>>>>>

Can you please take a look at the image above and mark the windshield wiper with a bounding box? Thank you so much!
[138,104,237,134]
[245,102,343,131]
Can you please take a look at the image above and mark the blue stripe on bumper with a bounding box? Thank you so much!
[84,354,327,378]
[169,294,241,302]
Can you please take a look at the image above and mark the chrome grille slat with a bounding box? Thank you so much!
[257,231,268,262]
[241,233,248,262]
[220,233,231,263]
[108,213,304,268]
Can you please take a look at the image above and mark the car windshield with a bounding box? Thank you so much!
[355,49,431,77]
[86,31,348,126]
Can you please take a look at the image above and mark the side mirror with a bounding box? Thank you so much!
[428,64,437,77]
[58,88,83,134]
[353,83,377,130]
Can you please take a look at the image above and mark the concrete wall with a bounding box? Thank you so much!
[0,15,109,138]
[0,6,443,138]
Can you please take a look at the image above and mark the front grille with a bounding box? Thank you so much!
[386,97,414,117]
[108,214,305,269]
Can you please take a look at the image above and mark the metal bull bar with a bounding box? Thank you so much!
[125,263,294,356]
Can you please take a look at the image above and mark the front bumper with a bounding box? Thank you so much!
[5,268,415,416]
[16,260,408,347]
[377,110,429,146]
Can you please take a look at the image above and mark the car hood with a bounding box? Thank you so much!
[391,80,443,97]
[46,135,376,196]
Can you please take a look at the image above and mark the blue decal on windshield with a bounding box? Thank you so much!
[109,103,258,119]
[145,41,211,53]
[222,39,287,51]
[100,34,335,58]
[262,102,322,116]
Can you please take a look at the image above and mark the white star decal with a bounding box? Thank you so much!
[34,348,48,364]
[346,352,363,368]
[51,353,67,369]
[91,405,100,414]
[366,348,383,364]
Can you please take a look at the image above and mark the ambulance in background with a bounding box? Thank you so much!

<<<<<

- To be done: How many lines in the listing above contain the string "blue", matching case exactly? Reply with only the number.

- Solution to the exercise: 2